### PROMPT:
Count the lines in the entries below that contain the string "scaffolding". Reply with only that number.

:: RECORDS SUPPLIED

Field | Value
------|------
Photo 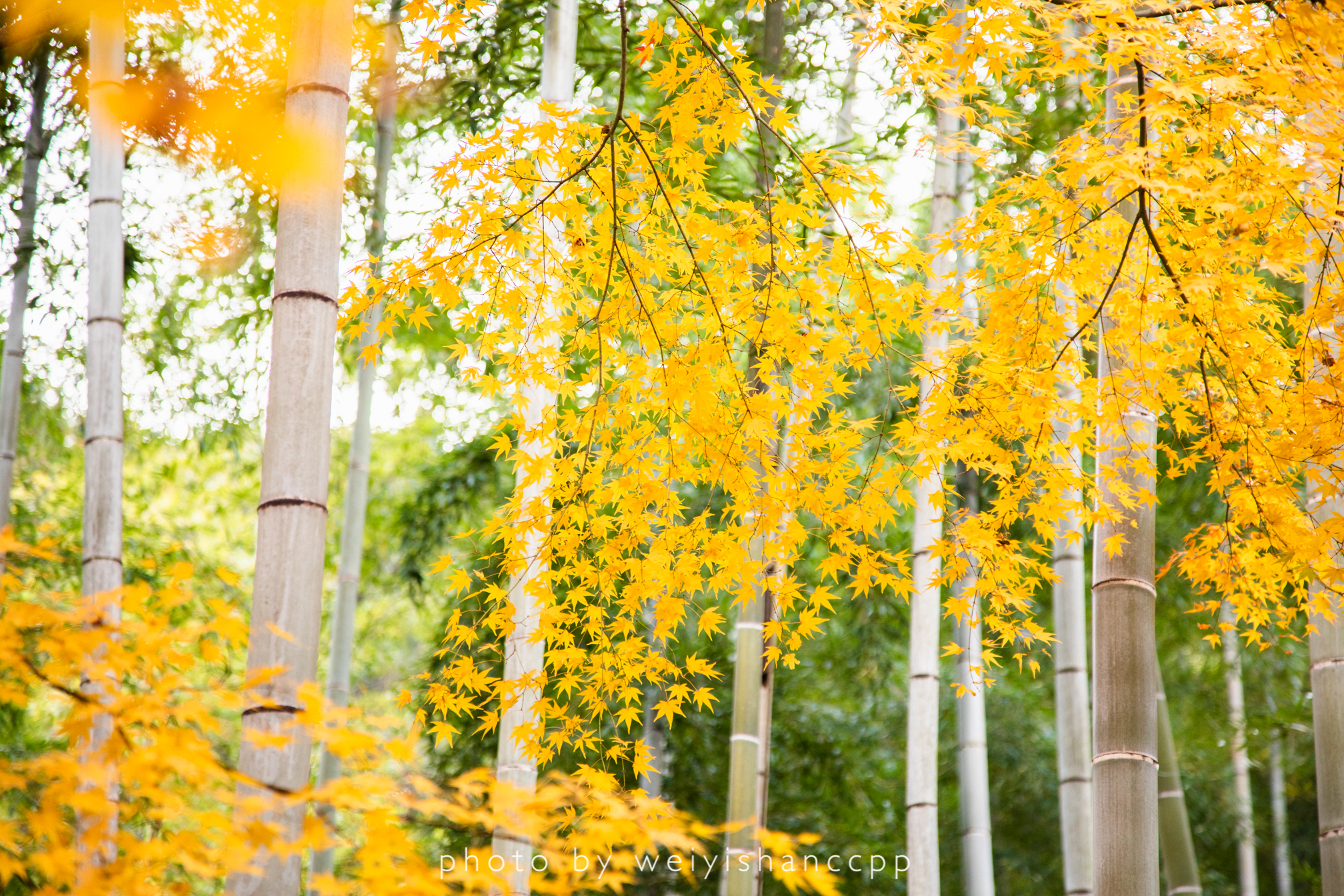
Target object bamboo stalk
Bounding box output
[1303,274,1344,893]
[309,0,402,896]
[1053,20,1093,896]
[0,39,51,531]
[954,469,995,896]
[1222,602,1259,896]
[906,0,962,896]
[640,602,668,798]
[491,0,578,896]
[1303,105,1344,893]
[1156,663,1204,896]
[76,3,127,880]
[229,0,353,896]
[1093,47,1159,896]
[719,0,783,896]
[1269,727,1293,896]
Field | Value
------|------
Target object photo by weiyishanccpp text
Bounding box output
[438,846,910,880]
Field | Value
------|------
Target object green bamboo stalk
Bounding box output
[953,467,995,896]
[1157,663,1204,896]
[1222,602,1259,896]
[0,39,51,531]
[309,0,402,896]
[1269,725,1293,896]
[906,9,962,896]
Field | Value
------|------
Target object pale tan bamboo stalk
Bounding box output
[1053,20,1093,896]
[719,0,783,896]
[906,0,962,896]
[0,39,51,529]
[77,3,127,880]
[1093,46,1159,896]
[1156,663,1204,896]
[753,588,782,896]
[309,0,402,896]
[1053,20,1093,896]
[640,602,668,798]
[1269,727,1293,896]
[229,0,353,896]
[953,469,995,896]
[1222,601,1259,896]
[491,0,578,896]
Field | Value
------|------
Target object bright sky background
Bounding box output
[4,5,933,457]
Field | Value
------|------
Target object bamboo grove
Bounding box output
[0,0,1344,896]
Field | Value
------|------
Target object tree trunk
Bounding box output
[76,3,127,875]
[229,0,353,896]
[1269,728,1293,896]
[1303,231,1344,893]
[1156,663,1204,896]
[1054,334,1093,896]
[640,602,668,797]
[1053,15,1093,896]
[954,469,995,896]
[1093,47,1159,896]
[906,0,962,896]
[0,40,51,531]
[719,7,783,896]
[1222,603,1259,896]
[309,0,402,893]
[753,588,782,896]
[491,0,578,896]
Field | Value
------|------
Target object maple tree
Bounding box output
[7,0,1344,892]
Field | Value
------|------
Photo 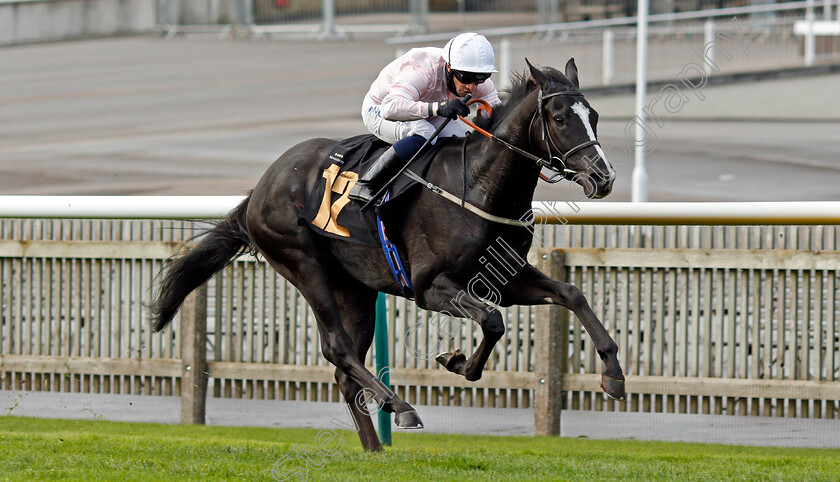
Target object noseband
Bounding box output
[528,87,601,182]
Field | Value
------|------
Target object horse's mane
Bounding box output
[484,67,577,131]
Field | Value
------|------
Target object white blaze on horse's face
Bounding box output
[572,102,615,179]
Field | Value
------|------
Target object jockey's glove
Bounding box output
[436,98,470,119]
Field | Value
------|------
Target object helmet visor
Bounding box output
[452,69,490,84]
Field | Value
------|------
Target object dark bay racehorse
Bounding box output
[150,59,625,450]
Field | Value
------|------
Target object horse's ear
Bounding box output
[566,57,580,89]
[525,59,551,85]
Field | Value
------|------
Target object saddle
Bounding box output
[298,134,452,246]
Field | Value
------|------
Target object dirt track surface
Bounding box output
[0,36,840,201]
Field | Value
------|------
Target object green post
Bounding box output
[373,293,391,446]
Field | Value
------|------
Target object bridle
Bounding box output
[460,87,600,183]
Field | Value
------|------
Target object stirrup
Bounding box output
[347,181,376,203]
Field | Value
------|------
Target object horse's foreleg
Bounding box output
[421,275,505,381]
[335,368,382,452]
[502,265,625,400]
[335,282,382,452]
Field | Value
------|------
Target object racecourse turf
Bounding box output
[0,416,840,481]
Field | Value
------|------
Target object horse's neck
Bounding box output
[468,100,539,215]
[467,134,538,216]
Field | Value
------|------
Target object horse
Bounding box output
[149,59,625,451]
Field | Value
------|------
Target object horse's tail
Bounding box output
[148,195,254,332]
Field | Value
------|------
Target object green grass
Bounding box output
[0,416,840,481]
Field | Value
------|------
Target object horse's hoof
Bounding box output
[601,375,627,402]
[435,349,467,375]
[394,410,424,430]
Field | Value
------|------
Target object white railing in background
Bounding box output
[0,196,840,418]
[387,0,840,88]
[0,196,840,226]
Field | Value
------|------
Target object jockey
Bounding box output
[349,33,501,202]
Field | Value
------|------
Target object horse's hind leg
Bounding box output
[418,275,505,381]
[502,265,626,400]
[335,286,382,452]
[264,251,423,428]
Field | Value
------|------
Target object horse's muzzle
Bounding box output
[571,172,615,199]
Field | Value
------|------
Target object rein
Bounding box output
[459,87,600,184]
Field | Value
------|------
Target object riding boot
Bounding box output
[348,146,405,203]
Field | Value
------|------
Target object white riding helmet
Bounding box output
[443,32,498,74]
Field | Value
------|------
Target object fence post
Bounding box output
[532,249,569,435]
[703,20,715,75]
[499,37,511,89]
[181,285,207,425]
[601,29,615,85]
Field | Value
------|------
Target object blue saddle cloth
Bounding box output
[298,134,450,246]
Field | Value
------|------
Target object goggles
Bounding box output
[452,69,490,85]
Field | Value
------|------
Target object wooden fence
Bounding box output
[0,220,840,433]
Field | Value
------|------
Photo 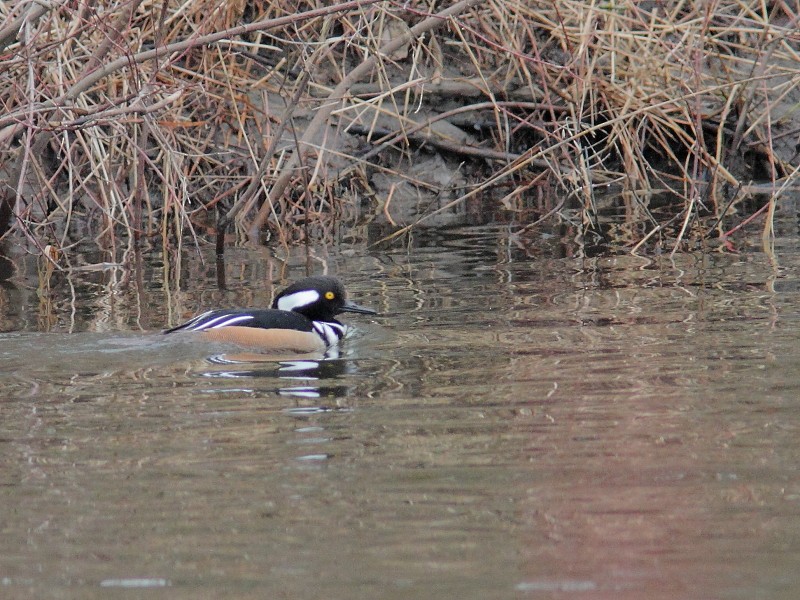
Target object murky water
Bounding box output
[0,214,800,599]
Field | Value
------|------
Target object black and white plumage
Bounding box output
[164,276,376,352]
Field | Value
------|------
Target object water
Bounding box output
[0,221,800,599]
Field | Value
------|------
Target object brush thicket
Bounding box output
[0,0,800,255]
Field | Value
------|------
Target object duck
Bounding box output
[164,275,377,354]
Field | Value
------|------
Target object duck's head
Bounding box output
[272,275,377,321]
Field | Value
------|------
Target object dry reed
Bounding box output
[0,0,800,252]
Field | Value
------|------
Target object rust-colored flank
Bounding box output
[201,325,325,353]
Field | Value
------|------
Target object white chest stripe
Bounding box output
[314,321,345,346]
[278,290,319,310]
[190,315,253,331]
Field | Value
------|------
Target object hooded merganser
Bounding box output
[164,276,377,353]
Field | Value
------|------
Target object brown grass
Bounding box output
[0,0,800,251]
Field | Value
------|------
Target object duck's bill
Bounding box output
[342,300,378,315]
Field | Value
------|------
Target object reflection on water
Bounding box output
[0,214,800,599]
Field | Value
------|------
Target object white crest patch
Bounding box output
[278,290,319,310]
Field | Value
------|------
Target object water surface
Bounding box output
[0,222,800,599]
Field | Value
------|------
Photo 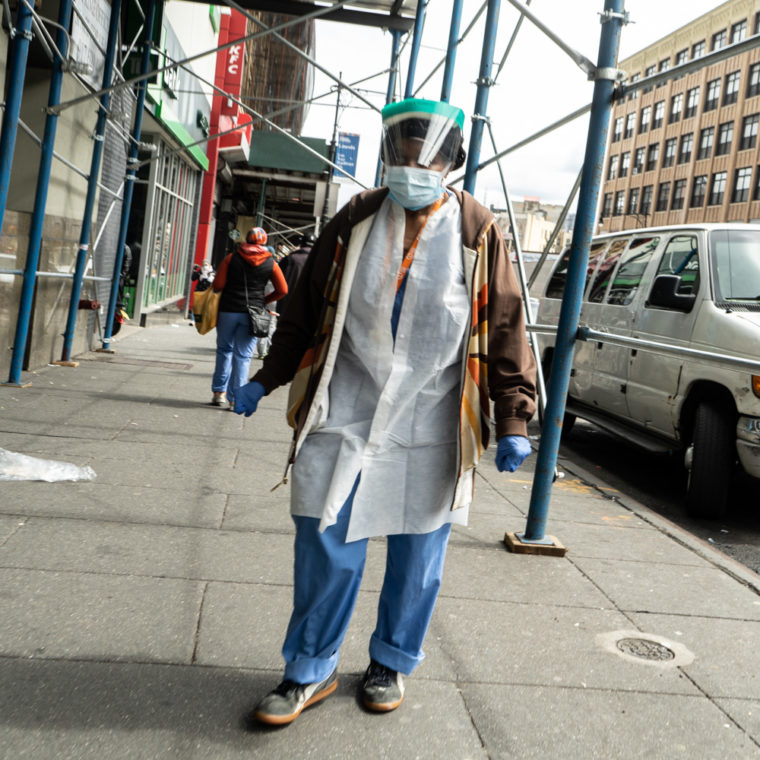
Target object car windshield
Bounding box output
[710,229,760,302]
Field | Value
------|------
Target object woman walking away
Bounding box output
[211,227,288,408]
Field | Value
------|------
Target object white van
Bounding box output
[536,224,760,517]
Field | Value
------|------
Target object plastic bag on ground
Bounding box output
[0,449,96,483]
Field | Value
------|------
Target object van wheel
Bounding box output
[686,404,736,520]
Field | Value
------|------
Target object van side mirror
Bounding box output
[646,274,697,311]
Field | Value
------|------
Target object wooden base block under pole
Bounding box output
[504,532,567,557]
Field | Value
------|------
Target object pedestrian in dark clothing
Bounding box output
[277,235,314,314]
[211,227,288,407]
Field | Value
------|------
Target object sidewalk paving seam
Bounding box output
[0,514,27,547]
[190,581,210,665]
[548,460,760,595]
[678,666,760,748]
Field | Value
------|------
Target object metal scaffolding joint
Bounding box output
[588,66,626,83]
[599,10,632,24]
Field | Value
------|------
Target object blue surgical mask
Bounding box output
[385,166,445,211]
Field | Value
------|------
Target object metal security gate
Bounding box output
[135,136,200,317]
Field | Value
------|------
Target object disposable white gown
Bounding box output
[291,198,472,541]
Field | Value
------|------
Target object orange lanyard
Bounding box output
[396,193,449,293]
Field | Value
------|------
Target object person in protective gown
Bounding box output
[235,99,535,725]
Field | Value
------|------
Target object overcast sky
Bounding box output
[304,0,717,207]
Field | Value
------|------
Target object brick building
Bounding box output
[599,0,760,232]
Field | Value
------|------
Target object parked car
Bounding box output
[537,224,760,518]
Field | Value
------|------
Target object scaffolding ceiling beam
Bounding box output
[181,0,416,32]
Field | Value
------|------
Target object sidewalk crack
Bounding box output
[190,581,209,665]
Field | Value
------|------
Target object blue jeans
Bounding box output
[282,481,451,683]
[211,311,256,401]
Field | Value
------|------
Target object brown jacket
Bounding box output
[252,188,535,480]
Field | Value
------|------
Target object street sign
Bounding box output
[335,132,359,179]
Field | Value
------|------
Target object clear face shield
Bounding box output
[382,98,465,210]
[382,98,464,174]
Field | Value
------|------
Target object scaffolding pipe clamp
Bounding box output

::::

### WRITTEN SOLUTION:
3